TEXTAUSZUG
•••
# Datenübertragung durch HDMI/ DVI/ DP



## Lockheed_SR (29. Januar 2016)

*Datenübertragung durch HDMI/ DVI/ DP*

Wäre es möglich 2 pcs miteinander über eine displayschnittstelle zu verbinden und eine direkte kommunikation zwischen beiden zu gewährleisten. 
Was wäre dafür notwendig? Umprogrammierung der Treiber? 
Ist es elektrisch überhaupt möglich das die GPU schlicht die Daten der CPU vom pcie einfach weitergibt? 
Dadurch könnte man mithilfe ungenutzter Ports eine extrem schnelle Verbindung schaffen die nicht gleich teure 10Gbit Netzwerkkarten und glasfaser vorraussetzt, zumindest für kürzere entfernungen (bis 10m ohne repeater hdmi).


----------



## Ap0ll0XT (30. Januar 2016)

*AW: Datenübertragung durch HDMI/ DVI/ DP*

Nein das funktioniert nicht. Die einzige logische Möglichkeit wäre Ethernet über HDMI ab 1.4. Dies setzt aber auch vorraus, das beide Geräte über den Grafikport Ethernet (HEC) verfügen und dieses auch frei programmieren lassen. Aber das lohnt im Grunde überhaupt nicht, da HEC meines aktuellen Kenntnisstandes nur 100 MBit/s hat, die über ein passendes spezielles HDMI-Kabel drüber gehen. Da kann man dann auch eine klassische Ethernet-Verbindung nehmen. HEC ist nur dafür erfunden worden, um HT-Geräte einfacher zu vernetzen. Z.B. einen Receiver (DVB-S/-C/-T) mit Netzwerkanschluss an einen Smart-TV anschließen und dieser Receiver stellt das Internet über den HDMI-Port dem Fernseher zur Verfügung. Oder das man mit einer Fernbedienung (z.B. Fernsheher) den Receiver, BluRay-Player etc. bedienen kann.
•••
BEREITGESTELLTES MATERIAL
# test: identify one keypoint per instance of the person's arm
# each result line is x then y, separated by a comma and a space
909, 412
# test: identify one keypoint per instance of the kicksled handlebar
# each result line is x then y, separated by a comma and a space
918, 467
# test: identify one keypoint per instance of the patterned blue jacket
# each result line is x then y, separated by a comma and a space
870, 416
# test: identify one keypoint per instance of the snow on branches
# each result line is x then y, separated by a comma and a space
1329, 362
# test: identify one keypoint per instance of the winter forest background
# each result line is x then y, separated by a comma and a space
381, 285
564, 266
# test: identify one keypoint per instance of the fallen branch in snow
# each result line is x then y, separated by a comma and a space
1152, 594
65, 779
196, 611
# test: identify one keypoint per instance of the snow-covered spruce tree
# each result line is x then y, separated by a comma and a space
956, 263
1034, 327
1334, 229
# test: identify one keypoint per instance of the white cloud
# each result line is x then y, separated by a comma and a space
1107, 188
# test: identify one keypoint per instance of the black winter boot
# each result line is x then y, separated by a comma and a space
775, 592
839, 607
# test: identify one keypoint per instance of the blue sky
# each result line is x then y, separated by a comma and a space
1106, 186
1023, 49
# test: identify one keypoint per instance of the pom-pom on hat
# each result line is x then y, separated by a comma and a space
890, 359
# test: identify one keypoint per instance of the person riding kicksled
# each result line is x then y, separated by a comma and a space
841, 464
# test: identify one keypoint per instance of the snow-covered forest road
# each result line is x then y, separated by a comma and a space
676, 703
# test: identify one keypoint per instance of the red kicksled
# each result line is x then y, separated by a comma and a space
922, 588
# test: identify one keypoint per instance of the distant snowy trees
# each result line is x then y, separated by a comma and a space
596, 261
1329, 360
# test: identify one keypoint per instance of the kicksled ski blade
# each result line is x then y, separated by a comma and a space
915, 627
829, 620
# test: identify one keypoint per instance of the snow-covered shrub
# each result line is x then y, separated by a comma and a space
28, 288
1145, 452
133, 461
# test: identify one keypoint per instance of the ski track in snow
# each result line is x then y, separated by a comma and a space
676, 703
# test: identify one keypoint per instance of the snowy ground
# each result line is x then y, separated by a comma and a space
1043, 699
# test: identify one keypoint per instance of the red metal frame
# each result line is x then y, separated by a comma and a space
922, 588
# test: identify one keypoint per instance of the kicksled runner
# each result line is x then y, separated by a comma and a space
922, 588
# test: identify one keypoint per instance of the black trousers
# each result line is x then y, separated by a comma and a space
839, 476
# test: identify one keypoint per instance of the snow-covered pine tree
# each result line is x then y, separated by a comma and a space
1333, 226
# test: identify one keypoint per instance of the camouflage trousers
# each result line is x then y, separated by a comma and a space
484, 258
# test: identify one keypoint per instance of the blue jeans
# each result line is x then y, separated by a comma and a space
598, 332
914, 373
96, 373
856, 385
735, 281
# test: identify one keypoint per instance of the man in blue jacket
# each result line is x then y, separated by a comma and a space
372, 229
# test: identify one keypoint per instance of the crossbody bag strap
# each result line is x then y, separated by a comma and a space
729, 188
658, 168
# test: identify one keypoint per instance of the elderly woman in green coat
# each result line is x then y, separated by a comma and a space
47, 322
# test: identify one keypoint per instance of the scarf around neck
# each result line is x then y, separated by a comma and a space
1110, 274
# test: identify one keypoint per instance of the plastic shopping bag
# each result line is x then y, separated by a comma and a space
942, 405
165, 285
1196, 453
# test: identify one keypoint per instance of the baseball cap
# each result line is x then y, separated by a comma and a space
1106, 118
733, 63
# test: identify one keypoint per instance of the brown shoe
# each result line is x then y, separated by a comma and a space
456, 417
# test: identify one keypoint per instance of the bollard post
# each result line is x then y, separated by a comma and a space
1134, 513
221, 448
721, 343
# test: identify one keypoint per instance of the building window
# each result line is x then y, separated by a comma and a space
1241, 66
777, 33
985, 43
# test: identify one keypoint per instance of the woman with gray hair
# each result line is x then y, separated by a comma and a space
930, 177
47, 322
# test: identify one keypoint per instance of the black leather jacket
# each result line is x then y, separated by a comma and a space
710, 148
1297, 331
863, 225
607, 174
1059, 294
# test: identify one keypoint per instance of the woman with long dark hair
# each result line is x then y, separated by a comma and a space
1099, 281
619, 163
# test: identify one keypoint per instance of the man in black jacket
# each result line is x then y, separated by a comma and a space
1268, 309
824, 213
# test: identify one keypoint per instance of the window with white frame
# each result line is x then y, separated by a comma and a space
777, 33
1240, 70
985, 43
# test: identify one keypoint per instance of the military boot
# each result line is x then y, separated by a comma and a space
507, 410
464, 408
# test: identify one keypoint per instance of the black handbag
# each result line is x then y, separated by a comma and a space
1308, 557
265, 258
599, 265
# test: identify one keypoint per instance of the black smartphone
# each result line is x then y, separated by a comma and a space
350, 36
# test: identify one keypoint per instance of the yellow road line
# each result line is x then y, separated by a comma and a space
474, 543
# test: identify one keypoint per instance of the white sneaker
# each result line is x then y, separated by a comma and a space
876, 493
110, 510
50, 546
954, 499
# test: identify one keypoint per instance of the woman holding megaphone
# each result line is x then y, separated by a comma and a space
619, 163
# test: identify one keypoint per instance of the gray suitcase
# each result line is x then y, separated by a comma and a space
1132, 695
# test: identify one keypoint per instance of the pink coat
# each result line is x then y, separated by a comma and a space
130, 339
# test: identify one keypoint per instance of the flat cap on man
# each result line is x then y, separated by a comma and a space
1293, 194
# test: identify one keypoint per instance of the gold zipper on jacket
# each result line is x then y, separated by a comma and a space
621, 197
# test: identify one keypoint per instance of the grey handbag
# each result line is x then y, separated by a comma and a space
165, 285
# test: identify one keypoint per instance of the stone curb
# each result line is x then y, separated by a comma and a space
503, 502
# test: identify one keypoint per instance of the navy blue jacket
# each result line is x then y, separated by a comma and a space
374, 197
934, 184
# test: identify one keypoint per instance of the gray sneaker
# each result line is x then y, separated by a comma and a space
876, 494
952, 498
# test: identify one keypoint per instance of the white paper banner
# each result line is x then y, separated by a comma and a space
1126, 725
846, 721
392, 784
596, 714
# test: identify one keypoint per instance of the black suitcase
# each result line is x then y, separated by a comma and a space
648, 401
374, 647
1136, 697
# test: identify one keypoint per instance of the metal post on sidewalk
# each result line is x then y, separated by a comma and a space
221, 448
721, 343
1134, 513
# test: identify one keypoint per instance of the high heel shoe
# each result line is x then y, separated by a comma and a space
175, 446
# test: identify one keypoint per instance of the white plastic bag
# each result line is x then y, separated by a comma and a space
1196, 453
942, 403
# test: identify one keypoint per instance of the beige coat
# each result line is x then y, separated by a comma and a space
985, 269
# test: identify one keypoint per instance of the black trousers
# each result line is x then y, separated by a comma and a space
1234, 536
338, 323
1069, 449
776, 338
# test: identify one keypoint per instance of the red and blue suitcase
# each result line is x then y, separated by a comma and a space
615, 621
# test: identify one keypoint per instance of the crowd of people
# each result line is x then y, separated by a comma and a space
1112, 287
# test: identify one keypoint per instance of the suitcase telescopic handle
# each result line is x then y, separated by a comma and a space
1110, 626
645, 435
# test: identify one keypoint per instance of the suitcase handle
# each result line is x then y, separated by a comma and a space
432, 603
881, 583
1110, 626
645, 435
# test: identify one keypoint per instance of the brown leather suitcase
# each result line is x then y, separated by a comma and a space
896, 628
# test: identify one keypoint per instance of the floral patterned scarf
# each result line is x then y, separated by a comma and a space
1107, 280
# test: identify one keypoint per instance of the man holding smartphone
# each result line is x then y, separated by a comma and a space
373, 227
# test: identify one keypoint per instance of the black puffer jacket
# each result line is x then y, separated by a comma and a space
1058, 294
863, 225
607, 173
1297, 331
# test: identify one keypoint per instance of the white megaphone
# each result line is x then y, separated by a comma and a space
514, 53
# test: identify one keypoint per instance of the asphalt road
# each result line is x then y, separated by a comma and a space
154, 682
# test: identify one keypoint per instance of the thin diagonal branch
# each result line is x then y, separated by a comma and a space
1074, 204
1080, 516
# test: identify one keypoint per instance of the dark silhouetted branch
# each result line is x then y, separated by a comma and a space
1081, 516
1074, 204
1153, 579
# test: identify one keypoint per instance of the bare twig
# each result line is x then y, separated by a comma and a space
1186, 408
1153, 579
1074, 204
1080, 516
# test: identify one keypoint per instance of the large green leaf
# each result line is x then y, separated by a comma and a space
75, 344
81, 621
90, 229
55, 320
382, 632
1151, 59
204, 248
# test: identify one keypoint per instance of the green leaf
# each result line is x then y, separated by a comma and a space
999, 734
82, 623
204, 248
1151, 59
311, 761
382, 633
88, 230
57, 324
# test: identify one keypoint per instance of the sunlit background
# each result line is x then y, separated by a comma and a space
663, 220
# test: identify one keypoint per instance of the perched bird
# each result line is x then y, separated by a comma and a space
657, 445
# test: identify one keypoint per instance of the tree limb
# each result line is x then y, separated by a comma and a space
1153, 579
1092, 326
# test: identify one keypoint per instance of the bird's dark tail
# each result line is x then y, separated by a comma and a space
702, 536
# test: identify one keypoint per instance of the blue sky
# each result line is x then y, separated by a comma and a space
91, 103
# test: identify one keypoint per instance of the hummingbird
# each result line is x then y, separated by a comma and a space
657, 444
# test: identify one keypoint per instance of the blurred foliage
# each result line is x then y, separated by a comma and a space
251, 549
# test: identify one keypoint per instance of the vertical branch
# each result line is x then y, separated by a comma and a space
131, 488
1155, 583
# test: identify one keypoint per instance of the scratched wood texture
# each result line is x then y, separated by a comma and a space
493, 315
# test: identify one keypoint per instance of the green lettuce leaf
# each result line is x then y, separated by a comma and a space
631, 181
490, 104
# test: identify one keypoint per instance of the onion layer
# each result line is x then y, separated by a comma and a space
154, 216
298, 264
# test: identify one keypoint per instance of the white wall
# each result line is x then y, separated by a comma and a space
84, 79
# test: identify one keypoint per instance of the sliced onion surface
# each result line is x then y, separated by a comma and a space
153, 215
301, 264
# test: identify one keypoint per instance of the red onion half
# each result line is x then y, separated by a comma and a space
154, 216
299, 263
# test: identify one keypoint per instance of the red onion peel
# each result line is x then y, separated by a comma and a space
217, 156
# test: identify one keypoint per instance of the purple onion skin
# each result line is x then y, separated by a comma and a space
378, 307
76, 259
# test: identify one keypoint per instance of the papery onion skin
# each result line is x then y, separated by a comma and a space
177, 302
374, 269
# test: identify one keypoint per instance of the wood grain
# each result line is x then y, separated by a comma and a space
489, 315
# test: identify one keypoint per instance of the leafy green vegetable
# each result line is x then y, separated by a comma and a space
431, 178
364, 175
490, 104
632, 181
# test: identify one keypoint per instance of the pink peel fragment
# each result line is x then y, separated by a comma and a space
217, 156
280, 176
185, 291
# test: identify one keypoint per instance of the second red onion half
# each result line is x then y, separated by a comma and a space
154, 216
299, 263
•••
Gib den Forenthread zur Datenübertragung über HDMI, DVI und DP in zwei Sätzen wieder.

AUFGABENLÖSUNG
Lockheed_SR fragt, ob sich zwei PCs über eine Displayschnittstelle direkt miteinander verbinden lassen, um auf kurze Entfernungen eine sehr schnelle Verbindung ohne teure 10-Gbit-Netzwerkkarten und Glasfaser zu schaffen. Ap0ll0XT verneint das und nennt als einzige Möglichkeit Ethernet über HDMI ab 1.4 (HEC), das sich aber mit nur 100 MBit/s kaum lohnt und eigentlich erfunden wurde, um HT-Geräte einfacher zu vernetzen.